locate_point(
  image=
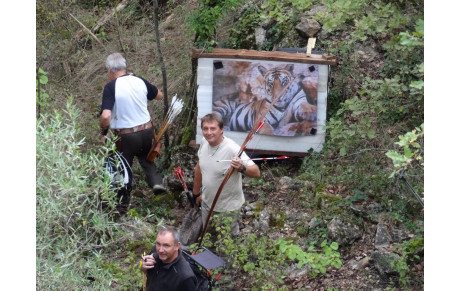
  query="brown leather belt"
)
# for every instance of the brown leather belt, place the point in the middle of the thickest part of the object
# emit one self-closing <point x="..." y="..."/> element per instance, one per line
<point x="133" y="129"/>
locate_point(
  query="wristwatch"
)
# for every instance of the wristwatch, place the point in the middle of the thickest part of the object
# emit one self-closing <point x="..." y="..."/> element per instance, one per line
<point x="243" y="170"/>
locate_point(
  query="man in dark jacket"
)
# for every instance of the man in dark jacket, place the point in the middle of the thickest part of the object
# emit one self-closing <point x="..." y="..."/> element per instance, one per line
<point x="166" y="267"/>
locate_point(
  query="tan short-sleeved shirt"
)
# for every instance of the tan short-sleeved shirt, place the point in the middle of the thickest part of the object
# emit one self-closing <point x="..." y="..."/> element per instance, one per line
<point x="213" y="173"/>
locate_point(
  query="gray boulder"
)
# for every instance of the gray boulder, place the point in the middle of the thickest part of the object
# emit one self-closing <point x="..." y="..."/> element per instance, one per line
<point x="344" y="229"/>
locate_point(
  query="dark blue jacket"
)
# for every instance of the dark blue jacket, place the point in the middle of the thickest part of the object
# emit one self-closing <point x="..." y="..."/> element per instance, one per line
<point x="175" y="276"/>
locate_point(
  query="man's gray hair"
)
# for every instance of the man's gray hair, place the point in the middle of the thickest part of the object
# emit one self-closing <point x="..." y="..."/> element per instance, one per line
<point x="172" y="230"/>
<point x="115" y="62"/>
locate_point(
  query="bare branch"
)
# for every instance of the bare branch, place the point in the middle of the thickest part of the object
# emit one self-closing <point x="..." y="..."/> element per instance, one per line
<point x="89" y="31"/>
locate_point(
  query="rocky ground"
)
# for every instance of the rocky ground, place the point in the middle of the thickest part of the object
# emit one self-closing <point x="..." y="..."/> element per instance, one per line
<point x="365" y="257"/>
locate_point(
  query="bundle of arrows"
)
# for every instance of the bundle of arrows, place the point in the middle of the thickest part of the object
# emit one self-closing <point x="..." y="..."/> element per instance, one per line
<point x="173" y="111"/>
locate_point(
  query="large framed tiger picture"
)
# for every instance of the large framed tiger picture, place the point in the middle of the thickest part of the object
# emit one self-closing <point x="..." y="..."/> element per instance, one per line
<point x="233" y="83"/>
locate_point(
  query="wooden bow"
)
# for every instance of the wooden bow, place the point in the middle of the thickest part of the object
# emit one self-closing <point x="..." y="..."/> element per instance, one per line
<point x="261" y="111"/>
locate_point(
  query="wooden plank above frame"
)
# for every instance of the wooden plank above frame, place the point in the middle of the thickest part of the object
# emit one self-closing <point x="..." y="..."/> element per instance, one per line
<point x="230" y="82"/>
<point x="218" y="53"/>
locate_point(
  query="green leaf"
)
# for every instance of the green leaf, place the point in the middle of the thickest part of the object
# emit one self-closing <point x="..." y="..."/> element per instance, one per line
<point x="43" y="79"/>
<point x="334" y="246"/>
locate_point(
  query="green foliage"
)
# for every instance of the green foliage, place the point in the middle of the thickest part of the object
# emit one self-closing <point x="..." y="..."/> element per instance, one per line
<point x="77" y="234"/>
<point x="355" y="123"/>
<point x="317" y="261"/>
<point x="72" y="191"/>
<point x="265" y="259"/>
<point x="409" y="250"/>
<point x="205" y="20"/>
<point x="412" y="145"/>
<point x="42" y="96"/>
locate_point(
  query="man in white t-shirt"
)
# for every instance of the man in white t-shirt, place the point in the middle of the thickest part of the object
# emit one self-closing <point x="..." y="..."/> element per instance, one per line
<point x="209" y="173"/>
<point x="124" y="111"/>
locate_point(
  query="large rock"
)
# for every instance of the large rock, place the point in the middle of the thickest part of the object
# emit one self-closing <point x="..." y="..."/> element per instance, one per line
<point x="382" y="236"/>
<point x="383" y="261"/>
<point x="344" y="229"/>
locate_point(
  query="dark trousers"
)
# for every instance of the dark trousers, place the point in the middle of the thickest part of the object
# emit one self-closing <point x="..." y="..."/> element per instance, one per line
<point x="138" y="144"/>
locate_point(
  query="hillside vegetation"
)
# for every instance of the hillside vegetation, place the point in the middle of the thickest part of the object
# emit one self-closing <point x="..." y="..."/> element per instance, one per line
<point x="374" y="144"/>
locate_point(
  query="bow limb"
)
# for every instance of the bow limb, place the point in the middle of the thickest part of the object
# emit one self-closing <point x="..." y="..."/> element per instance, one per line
<point x="221" y="187"/>
<point x="261" y="111"/>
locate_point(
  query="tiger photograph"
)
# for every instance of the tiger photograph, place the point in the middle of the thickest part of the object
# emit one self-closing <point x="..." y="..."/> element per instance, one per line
<point x="239" y="87"/>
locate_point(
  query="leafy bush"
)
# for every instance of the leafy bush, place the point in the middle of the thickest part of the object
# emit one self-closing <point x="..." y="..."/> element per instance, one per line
<point x="74" y="208"/>
<point x="205" y="20"/>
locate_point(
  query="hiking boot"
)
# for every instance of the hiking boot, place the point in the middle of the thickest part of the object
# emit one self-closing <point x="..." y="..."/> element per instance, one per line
<point x="157" y="189"/>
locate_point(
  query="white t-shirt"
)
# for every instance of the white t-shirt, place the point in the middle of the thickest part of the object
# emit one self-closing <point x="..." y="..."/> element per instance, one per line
<point x="213" y="173"/>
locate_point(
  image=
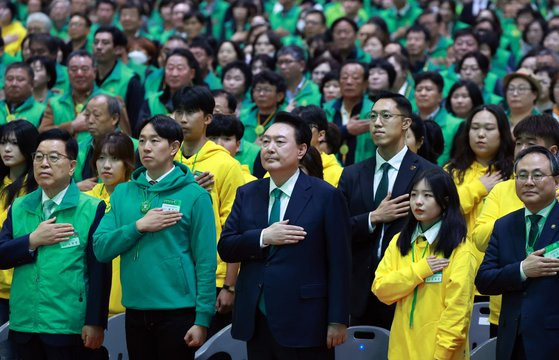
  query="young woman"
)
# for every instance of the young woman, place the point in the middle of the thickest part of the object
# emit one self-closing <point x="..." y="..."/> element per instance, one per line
<point x="484" y="158"/>
<point x="18" y="140"/>
<point x="428" y="270"/>
<point x="114" y="161"/>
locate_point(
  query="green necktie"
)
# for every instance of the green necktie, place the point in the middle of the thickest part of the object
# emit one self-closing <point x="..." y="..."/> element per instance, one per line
<point x="382" y="189"/>
<point x="533" y="234"/>
<point x="274" y="218"/>
<point x="48" y="208"/>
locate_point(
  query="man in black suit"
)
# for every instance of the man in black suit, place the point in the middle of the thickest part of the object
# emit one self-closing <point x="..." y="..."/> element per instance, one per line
<point x="377" y="194"/>
<point x="291" y="234"/>
<point x="517" y="266"/>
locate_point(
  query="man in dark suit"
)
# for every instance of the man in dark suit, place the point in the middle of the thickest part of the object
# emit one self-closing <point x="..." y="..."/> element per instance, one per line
<point x="291" y="234"/>
<point x="517" y="266"/>
<point x="377" y="194"/>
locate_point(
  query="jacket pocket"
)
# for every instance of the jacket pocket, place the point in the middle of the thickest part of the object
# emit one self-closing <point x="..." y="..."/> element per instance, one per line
<point x="313" y="291"/>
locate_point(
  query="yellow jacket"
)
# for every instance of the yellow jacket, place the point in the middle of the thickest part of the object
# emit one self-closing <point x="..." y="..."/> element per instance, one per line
<point x="115" y="300"/>
<point x="442" y="312"/>
<point x="502" y="200"/>
<point x="331" y="168"/>
<point x="228" y="176"/>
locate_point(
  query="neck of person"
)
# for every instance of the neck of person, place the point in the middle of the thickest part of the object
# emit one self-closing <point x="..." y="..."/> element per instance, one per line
<point x="190" y="148"/>
<point x="156" y="173"/>
<point x="281" y="176"/>
<point x="16" y="171"/>
<point x="103" y="69"/>
<point x="387" y="152"/>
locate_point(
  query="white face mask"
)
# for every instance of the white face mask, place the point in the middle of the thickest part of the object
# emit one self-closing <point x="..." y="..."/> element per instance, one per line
<point x="138" y="57"/>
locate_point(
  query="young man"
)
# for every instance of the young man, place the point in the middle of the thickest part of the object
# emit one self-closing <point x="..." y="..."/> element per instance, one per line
<point x="194" y="112"/>
<point x="274" y="225"/>
<point x="539" y="130"/>
<point x="60" y="292"/>
<point x="162" y="225"/>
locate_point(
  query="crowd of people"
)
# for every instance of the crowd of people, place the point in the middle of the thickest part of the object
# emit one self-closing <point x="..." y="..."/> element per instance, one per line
<point x="293" y="168"/>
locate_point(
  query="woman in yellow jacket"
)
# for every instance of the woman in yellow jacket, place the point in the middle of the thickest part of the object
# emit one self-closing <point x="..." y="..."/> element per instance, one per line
<point x="428" y="270"/>
<point x="18" y="141"/>
<point x="484" y="158"/>
<point x="114" y="161"/>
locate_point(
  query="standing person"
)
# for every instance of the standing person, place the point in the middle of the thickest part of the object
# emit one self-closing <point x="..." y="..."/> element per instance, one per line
<point x="162" y="225"/>
<point x="517" y="266"/>
<point x="48" y="233"/>
<point x="377" y="193"/>
<point x="428" y="270"/>
<point x="274" y="224"/>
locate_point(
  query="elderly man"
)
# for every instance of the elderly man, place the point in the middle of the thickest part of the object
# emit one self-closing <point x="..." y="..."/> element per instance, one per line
<point x="19" y="102"/>
<point x="60" y="292"/>
<point x="520" y="262"/>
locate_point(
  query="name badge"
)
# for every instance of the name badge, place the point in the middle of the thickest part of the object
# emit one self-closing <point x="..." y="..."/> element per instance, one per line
<point x="72" y="242"/>
<point x="435" y="278"/>
<point x="171" y="205"/>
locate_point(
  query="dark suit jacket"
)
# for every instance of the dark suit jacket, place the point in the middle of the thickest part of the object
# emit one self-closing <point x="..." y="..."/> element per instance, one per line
<point x="306" y="285"/>
<point x="356" y="183"/>
<point x="529" y="307"/>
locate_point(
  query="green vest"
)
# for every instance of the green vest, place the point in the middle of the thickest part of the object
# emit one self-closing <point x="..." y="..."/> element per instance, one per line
<point x="116" y="84"/>
<point x="49" y="295"/>
<point x="31" y="110"/>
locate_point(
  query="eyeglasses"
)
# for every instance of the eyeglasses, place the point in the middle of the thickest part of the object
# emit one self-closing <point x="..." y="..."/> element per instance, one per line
<point x="385" y="116"/>
<point x="52" y="157"/>
<point x="536" y="177"/>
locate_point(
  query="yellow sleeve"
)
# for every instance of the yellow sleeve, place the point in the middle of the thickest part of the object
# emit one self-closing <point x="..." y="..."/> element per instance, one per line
<point x="395" y="278"/>
<point x="486" y="219"/>
<point x="452" y="329"/>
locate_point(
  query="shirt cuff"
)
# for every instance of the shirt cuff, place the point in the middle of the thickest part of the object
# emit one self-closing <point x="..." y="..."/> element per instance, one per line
<point x="522" y="275"/>
<point x="371" y="226"/>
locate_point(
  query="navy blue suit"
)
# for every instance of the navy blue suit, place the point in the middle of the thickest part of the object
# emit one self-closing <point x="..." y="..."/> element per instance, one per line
<point x="530" y="308"/>
<point x="306" y="285"/>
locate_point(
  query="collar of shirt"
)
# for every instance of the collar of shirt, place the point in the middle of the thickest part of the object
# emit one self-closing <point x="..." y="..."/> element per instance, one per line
<point x="161" y="177"/>
<point x="287" y="187"/>
<point x="430" y="234"/>
<point x="57" y="198"/>
<point x="395" y="162"/>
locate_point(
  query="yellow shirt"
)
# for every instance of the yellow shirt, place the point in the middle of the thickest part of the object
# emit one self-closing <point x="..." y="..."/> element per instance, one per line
<point x="115" y="300"/>
<point x="228" y="176"/>
<point x="331" y="168"/>
<point x="443" y="309"/>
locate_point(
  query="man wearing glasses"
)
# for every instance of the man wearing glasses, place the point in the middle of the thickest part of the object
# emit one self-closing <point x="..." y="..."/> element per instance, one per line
<point x="60" y="292"/>
<point x="377" y="194"/>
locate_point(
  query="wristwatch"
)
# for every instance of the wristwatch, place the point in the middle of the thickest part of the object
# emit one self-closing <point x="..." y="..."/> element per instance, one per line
<point x="229" y="288"/>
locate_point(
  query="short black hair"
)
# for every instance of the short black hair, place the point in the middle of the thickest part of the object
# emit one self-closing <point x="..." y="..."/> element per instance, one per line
<point x="165" y="127"/>
<point x="312" y="115"/>
<point x="62" y="135"/>
<point x="433" y="76"/>
<point x="226" y="125"/>
<point x="402" y="103"/>
<point x="231" y="101"/>
<point x="303" y="132"/>
<point x="119" y="39"/>
<point x="190" y="99"/>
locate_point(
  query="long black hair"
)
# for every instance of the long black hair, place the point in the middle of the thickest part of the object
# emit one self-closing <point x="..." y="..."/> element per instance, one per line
<point x="26" y="137"/>
<point x="453" y="226"/>
<point x="465" y="156"/>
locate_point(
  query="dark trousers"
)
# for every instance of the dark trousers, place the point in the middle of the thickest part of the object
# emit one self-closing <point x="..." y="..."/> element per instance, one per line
<point x="263" y="346"/>
<point x="376" y="314"/>
<point x="159" y="334"/>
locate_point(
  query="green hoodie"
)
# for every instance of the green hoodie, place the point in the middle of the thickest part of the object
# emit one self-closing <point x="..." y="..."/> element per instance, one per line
<point x="170" y="269"/>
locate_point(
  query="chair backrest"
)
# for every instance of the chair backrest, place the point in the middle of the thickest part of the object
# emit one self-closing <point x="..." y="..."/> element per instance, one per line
<point x="4" y="331"/>
<point x="223" y="342"/>
<point x="479" y="324"/>
<point x="485" y="351"/>
<point x="115" y="338"/>
<point x="364" y="342"/>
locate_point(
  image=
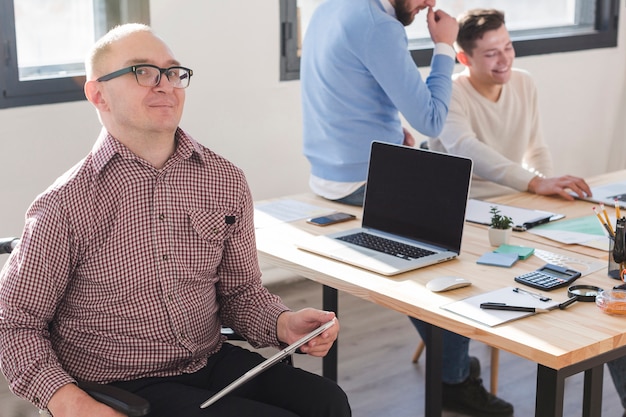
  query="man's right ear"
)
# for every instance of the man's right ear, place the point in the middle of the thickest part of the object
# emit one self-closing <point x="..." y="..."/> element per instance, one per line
<point x="461" y="56"/>
<point x="93" y="93"/>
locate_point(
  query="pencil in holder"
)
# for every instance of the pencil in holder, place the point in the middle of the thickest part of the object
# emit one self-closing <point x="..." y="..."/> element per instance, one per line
<point x="617" y="251"/>
<point x="614" y="267"/>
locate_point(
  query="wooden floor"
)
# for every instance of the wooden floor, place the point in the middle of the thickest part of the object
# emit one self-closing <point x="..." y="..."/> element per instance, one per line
<point x="375" y="369"/>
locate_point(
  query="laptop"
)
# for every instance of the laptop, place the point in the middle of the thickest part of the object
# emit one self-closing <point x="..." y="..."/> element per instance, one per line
<point x="607" y="194"/>
<point x="415" y="199"/>
<point x="282" y="354"/>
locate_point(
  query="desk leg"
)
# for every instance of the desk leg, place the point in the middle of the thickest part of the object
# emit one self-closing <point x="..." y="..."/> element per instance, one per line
<point x="550" y="391"/>
<point x="329" y="363"/>
<point x="592" y="398"/>
<point x="434" y="362"/>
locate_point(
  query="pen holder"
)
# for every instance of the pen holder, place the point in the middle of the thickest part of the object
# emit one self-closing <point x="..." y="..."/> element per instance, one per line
<point x="614" y="267"/>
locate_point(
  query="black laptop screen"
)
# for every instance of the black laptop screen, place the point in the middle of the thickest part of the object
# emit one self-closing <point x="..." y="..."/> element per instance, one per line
<point x="417" y="194"/>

Problem description
Among the preceding records, how many lines include the word "screen"? Reply with the number only.

Written reply
2